# [Trecho do documento]

Talvez as pessoas menos cinéfilas não reconheçam o nome Paul Verhoeven assim de cabeça, mas seus filmes são alguns dos mais marcantes das décadas de 80 e 90–“Robocop”, “O Vingador do Futuro”, “Instinto Selvagem” e “Showgirls”, ame-os ou odeie-os, serão eternas referências. Com uma carreira de direção com mais de 50 anos de estrada, seu novo filme, “Elle”, que estreia no Festival de Cannes não existe isoladamente, mas sim como uma espécie de apogeu de tudo o que já veio antes.

Não digo isso para insinuar que “Elle” é um filme derivativo ou óbvio, apenas para explicar que Verhoeven conseguiu fazer um filme tão ousado e único justamente por ter uma carreira inteira nas costas. Quanto ao público, não haverá aqui um meio-termo. Cada um vai amar “Elle” ou odiá-lo. Mas um quesito em que todos concordarão é que jamais viram um filme como esse.

# [Tarefas e exercícios]
- 1) Reproduza fielmente a passagem do texto sobre “Elle” que começa em “Talvez as pessoas” e segue até “filme como esse.”, inclusive.
- 2) Liste todos os títulos de filmes mencionados no texto sobre “Elle”.

# [Trecho dos dados]
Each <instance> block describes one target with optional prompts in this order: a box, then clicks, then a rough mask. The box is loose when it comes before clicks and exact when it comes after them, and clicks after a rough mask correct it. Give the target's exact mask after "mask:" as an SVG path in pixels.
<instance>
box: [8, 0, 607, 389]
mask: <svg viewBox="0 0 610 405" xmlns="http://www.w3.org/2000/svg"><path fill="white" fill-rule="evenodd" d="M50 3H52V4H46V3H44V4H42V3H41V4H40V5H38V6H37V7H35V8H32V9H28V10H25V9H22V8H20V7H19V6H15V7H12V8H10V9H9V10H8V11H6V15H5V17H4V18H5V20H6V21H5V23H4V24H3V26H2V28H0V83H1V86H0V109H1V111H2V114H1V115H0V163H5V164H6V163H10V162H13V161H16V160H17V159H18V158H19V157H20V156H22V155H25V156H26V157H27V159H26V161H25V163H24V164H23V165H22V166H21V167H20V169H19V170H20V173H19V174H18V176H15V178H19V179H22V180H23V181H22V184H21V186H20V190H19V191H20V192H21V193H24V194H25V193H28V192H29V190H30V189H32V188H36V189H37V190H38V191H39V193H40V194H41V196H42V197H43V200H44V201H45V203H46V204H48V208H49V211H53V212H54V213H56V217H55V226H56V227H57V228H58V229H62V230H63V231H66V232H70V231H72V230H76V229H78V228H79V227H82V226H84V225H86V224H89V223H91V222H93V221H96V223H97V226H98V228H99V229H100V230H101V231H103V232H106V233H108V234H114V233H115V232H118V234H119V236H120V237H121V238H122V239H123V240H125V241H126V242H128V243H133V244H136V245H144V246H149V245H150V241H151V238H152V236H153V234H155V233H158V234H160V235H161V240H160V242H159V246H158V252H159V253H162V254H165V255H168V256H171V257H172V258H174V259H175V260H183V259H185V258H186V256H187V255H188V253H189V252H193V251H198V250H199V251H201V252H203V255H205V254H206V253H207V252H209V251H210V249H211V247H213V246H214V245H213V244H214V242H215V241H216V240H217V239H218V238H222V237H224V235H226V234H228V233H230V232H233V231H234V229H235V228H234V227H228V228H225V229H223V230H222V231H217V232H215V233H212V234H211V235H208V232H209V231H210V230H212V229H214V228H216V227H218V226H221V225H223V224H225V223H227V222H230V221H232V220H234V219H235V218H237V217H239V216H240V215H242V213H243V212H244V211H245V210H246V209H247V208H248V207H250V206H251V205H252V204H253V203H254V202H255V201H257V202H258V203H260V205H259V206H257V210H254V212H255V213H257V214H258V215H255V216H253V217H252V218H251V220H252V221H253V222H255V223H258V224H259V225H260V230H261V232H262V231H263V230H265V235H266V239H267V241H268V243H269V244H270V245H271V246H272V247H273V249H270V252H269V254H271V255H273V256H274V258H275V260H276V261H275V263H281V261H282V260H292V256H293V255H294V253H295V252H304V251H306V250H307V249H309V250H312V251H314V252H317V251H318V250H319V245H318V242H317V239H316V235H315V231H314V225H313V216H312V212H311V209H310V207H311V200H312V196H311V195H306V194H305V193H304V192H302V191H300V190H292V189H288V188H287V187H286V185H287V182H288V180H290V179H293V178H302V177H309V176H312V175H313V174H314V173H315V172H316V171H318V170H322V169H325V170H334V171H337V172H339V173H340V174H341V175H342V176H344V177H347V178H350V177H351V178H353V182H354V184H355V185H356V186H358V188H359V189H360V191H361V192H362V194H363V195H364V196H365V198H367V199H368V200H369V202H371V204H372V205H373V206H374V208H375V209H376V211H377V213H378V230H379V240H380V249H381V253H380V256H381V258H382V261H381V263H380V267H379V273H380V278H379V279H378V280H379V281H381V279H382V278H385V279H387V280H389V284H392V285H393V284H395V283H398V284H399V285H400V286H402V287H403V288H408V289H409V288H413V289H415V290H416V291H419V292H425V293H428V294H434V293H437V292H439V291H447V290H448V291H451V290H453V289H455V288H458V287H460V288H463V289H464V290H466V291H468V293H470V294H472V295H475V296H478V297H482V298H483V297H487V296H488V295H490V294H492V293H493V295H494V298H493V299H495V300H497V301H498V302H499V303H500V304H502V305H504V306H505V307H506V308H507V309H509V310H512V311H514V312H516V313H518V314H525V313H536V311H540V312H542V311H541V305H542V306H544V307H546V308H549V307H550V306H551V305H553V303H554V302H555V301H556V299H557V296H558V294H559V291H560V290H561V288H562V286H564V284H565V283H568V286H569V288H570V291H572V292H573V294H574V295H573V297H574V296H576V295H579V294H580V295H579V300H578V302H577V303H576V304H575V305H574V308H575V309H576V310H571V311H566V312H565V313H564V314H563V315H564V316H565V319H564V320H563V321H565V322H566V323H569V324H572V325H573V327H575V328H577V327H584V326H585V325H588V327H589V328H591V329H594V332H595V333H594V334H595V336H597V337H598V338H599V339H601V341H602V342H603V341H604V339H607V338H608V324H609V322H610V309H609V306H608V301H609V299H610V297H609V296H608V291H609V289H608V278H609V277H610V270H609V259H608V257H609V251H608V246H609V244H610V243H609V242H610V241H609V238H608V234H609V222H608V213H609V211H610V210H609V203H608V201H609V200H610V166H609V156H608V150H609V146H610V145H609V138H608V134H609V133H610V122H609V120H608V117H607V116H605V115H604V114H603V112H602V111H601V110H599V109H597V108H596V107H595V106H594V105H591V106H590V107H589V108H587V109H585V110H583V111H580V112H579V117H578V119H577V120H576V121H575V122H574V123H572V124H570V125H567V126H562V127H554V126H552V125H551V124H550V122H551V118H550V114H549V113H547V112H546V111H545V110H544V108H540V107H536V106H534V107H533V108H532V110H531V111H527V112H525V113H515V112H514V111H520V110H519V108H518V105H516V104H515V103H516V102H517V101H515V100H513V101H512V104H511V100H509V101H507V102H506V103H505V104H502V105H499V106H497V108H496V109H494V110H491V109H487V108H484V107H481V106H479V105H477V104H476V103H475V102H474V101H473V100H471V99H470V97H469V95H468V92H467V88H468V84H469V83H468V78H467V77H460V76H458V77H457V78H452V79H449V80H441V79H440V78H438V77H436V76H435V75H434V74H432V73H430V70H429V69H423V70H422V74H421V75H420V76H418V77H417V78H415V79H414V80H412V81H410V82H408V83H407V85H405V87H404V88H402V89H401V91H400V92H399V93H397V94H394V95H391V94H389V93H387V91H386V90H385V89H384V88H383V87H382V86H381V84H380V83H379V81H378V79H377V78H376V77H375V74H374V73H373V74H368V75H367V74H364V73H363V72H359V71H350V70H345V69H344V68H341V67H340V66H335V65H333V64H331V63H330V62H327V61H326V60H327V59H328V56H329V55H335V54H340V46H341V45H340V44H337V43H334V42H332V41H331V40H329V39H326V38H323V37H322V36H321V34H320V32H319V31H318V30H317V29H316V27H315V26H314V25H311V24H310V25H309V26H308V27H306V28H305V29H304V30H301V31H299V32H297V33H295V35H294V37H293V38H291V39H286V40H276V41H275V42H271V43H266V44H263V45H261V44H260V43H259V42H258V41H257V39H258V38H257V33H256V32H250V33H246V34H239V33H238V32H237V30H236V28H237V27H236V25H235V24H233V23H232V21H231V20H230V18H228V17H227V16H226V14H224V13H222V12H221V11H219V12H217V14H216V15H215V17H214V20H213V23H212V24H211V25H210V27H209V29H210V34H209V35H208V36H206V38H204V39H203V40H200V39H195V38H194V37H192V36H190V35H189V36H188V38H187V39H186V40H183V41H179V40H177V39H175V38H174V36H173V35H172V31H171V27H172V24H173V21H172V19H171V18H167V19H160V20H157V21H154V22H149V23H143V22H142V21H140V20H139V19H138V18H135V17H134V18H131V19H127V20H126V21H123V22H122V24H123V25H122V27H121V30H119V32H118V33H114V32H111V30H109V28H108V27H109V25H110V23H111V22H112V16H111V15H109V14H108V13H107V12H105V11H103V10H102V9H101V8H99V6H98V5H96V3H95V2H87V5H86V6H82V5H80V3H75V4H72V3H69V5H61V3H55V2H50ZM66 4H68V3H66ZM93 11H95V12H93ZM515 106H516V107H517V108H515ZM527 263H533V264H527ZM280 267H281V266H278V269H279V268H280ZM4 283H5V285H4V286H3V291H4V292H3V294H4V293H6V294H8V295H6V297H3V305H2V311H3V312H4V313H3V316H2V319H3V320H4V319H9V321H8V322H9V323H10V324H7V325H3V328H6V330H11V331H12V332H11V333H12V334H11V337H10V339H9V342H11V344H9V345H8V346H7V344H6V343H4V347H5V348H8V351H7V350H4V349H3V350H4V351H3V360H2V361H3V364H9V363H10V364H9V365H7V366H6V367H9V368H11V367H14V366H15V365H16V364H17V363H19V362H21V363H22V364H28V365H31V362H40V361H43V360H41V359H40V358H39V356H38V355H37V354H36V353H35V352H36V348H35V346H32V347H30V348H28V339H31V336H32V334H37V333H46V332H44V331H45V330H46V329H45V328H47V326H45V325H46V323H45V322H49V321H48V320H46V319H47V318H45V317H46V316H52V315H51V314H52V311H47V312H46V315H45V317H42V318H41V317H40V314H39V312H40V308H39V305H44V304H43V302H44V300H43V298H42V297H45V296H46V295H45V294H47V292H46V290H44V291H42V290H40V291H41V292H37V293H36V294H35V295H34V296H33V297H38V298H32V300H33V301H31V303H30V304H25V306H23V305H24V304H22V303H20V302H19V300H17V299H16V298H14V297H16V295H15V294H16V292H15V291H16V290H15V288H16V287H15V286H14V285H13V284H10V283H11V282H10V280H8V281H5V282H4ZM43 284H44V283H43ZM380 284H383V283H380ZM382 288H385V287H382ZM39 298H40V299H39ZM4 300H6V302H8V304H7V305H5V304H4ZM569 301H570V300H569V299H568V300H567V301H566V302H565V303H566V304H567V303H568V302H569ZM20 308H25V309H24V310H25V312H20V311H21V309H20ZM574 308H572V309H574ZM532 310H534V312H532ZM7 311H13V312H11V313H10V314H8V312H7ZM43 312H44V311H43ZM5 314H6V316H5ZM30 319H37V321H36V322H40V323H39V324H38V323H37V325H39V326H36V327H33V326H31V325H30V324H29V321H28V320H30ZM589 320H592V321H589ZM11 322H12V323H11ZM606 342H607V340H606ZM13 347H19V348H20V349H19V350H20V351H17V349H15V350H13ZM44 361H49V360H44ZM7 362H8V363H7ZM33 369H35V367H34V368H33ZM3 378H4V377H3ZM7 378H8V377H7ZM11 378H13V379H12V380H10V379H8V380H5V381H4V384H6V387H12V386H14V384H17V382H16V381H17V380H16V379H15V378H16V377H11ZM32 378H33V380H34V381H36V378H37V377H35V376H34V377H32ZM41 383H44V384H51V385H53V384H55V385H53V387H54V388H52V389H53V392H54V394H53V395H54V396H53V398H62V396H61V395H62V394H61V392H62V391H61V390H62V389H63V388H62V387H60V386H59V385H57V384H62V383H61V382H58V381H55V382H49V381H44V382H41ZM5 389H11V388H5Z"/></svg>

* * *

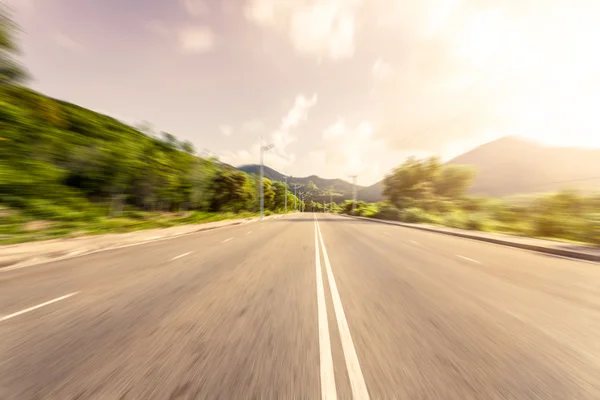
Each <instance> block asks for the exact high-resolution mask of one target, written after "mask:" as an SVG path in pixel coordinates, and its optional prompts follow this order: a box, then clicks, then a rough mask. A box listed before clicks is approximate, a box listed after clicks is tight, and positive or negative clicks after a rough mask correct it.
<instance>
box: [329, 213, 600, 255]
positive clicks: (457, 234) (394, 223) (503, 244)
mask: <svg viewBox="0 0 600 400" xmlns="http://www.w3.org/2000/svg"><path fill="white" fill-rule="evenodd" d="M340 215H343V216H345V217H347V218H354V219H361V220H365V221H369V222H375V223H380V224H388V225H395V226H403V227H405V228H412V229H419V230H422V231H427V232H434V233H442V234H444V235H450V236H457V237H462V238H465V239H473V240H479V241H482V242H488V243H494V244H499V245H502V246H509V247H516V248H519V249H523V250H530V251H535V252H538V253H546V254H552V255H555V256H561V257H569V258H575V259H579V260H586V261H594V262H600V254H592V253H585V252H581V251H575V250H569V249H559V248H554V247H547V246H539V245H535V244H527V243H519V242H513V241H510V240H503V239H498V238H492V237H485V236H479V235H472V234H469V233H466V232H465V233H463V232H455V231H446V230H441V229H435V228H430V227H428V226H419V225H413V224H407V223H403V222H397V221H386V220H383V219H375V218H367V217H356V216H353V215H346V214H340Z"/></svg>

...

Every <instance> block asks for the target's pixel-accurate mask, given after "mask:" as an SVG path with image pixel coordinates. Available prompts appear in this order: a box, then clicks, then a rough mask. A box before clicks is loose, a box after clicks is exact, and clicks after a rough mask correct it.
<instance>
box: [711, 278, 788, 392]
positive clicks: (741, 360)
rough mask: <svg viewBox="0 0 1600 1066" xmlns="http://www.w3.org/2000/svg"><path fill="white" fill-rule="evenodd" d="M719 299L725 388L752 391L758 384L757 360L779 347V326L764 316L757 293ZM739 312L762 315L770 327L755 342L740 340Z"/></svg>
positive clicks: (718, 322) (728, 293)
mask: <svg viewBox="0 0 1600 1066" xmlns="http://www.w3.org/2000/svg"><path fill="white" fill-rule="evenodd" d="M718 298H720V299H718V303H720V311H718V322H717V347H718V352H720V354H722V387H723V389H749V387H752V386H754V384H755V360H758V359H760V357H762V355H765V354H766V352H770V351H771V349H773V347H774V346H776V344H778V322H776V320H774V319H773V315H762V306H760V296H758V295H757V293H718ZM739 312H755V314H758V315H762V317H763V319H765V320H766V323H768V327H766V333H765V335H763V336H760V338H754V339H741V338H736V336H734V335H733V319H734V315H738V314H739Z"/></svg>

# [Respostas das atividades]
- 1)
Talvez as pessoas menos cinéfilas não reconheçam o nome Paul Verhoeven assim de cabeça, mas seus filmes são alguns dos mais marcantes das décadas de 80 e 90–“Robocop”, “O Vingador do Futuro”, “Instinto Selvagem” e “Showgirls”, ame-os ou odeie-os, serão eternas referências. Com uma carreira de direção com mais de 50 anos de estrada, seu novo filme, “Elle”, que estreia no Festival de Cannes não existe isoladamente, mas sim como uma espécie de apogeu de tudo o que já veio antes.

Não digo isso para insinuar que “Elle” é um filme derivativo ou óbvio, apenas para explicar que Verhoeven conseguiu fazer um filme tão ousado e único justamente por ter uma carreira inteira nas costas. Quanto ao público, não haverá aqui um meio-termo. Cada um vai amar “Elle” ou odiá-lo. Mas um quesito em que todos concordarão é que jamais viram um filme como esse.

- 2)
Robocop
O Vingador do Futuro
Instinto Selvagem
Showgirls
Elle